[Start Material for this exercise]
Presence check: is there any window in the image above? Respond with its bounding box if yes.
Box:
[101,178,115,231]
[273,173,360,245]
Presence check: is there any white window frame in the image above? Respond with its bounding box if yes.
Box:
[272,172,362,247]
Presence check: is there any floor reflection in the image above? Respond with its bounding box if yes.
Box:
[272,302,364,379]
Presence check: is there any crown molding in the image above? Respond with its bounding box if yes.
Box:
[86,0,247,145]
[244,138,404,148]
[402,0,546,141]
[End Material for this exercise]
[Start Material for this exercise]
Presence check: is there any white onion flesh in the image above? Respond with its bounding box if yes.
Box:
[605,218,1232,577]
[End Material for this exercise]
[Start Material for this exercise]
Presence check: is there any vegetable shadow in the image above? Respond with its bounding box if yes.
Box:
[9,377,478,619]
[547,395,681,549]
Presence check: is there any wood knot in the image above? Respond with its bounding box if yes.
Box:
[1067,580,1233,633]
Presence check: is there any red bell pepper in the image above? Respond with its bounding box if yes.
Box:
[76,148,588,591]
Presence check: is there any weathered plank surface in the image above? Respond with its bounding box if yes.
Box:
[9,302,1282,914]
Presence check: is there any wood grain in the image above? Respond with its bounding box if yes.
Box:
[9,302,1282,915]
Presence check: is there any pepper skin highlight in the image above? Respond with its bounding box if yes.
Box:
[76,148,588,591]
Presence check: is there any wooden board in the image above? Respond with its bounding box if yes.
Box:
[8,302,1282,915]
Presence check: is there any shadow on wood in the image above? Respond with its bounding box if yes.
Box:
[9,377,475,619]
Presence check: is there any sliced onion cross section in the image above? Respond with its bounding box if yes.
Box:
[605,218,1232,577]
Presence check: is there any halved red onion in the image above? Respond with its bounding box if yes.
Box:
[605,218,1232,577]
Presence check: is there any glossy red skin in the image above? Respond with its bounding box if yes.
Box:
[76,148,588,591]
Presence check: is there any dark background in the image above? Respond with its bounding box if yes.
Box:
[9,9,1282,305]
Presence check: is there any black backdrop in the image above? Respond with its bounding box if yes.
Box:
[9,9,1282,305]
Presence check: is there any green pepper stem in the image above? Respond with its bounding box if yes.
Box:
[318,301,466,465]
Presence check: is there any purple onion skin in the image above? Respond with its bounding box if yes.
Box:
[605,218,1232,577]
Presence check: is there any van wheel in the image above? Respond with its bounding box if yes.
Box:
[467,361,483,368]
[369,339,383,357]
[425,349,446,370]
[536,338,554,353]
[End Material for this exercise]
→ **Task brief**
Render the data lines from the one containing "Presence check: is there any purple" through the one containing "[536,338,554,353]", inclusive, as a Markdown table with the columns Row and Text. Number each line in Row and leave out any blank lines.

→ **Task solution**
| Row | Text |
|---|---|
| 1 | Presence check: is there any purple onion skin in the image above? Respond with its bounding box if yes. |
| 2 | Box: |
| 3 | [605,218,1232,577] |
| 4 | Presence check: is there any van wheel in the image above? Respond with its bounding box if yes. |
| 5 | Box: |
| 6 | [467,361,483,368] |
| 7 | [369,339,383,357] |
| 8 | [425,349,446,370] |
| 9 | [536,338,554,353] |